[Start STORED RECORDS]

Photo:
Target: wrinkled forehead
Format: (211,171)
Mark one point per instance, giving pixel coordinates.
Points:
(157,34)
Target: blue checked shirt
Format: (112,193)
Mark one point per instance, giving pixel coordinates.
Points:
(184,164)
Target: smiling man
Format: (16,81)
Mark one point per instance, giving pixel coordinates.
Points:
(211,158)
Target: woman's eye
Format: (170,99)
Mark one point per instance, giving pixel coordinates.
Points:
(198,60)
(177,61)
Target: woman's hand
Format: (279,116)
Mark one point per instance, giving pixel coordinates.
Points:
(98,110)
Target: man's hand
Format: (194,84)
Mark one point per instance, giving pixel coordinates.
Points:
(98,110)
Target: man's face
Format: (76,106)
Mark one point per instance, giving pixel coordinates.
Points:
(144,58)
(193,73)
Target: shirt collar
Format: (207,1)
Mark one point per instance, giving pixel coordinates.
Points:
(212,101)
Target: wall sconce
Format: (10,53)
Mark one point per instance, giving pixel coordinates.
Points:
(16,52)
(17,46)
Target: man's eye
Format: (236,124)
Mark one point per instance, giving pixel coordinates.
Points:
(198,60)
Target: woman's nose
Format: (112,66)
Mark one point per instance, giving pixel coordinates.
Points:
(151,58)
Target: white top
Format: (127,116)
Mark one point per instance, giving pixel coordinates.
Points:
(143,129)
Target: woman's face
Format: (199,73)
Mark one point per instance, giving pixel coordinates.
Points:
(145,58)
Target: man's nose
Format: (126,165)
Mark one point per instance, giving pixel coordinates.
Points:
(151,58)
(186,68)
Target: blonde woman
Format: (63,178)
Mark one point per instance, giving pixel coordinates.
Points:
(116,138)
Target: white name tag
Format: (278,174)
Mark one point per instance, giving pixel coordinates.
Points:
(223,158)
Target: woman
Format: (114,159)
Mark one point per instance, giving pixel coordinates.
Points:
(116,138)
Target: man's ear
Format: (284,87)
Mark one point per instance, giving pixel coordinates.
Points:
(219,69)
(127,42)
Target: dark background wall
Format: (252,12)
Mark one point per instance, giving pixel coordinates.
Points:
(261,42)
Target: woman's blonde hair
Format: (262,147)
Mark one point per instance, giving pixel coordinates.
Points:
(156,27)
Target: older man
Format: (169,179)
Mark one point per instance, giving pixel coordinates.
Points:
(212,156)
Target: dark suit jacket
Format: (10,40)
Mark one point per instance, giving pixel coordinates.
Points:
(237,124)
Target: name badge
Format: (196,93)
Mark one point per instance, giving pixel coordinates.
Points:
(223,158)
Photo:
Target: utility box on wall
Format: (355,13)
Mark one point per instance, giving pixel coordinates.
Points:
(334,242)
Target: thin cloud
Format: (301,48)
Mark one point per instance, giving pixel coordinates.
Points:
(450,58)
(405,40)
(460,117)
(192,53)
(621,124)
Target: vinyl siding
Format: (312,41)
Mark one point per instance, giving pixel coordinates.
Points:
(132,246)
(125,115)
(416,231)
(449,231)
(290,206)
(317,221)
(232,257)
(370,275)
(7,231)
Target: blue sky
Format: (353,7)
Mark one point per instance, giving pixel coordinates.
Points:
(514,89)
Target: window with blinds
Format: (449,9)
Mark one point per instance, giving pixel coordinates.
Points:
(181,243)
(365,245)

[End STORED RECORDS]

- TASK DETAILS: Return the listing above verbatim, with every line unchanged and in its original order.

- ANSWER BELOW:
Photo:
Target: wrinkled forehead
Format: (211,171)
Mark one point per instance, giving pixel coordinates.
Points:
(157,34)
Target: blue checked shirt
Format: (112,193)
Mark one point per instance, giving pixel coordinates.
Points:
(184,164)
Target: smiling man
Format: (16,81)
Mark one point per instance, giving pixel coordinates.
Points:
(211,158)
Target: woman's eye
Format: (170,99)
Mark one point per instance, giving pixel coordinates.
Points:
(198,60)
(177,61)
Target: woman's hand
Format: (279,116)
Mark one point per instance, giving pixel coordinates.
Points:
(98,110)
Target: man's hand
Format: (194,84)
Mark one point per instance, giving pixel coordinates.
Points:
(98,110)
Target: man's face
Format: (76,106)
Mark one point per instance, giving pixel coordinates.
Points:
(144,58)
(193,73)
Target: shirt collar
Format: (207,1)
Mark one point per instance, giving pixel coordinates.
Points:
(212,101)
Target: wall sconce
Format: (10,53)
Mark one point per instance, giving pixel coordinates.
Points:
(16,52)
(17,46)
Target: man's eye
Format: (236,124)
Mark one point per instance, giving pixel coordinates.
Points:
(198,60)
Target: woman's nose
Format: (112,66)
Mark one point per instance, giving pixel coordinates.
Points:
(151,58)
Target: white top
Format: (127,116)
Mark one point per instance, giving pixel coordinates.
Points:
(143,129)
Target: woman's face
Format: (199,73)
Mark one point per instance, giving pixel coordinates.
Points:
(145,58)
Target: man's nose
Format: (126,165)
Mark one point per instance, giving pixel coordinates.
Points:
(151,58)
(186,68)
Target: blonde woman
Format: (63,178)
Mark one point per instance, giving pixel coordinates.
Points:
(116,138)
Target: white name tag
Format: (278,174)
Mark one point per instance, giving pixel coordinates.
Points:
(223,158)
Target: woman
Format: (114,159)
Mark one point per instance, giving pixel coordinates.
Points:
(116,138)
Target: man's ear
Format: (284,87)
Mark one point per instance, giving pixel coordinates.
Points:
(219,69)
(127,42)
Target: dark background wall
Format: (252,12)
Mark one point per instance, giving pixel coordinates.
Points:
(261,42)
Target: woman's blonde hair
Format: (262,147)
Mark one point per instance, giving pixel coordinates.
Points:
(156,27)
Target: older man
Format: (169,179)
Mark one point per instance, giving pixel coordinates.
Points:
(212,156)
Target: dark suit jacket
Format: (10,40)
Mark one point per instance, giving pixel coordinates.
Points:
(237,124)
Target: name badge
Format: (196,93)
Mark one point per instance, giving pixel coordinates.
Points:
(223,158)
Photo:
Target: utility box on wall
Format: (355,13)
Mark one point per instance, giving pixel coordinates.
Points:
(334,242)
Target: thin cloud
Format: (301,48)
Mark one point per instance, giving pixel coordinates.
Points:
(450,58)
(405,40)
(460,117)
(192,53)
(621,124)
Target: vinyl siding
Format: (312,41)
Mark one point per instance, giving pixel coordinates.
Points:
(132,246)
(125,115)
(416,231)
(449,231)
(290,206)
(317,221)
(232,257)
(370,275)
(7,231)
Target: blue sky
Format: (353,7)
Mark one point per instance, giving pixel coordinates.
Points:
(514,89)
Target: window with blinds
Format: (449,9)
Mark one point per instance, giving pixel coordinates.
Points:
(181,243)
(365,245)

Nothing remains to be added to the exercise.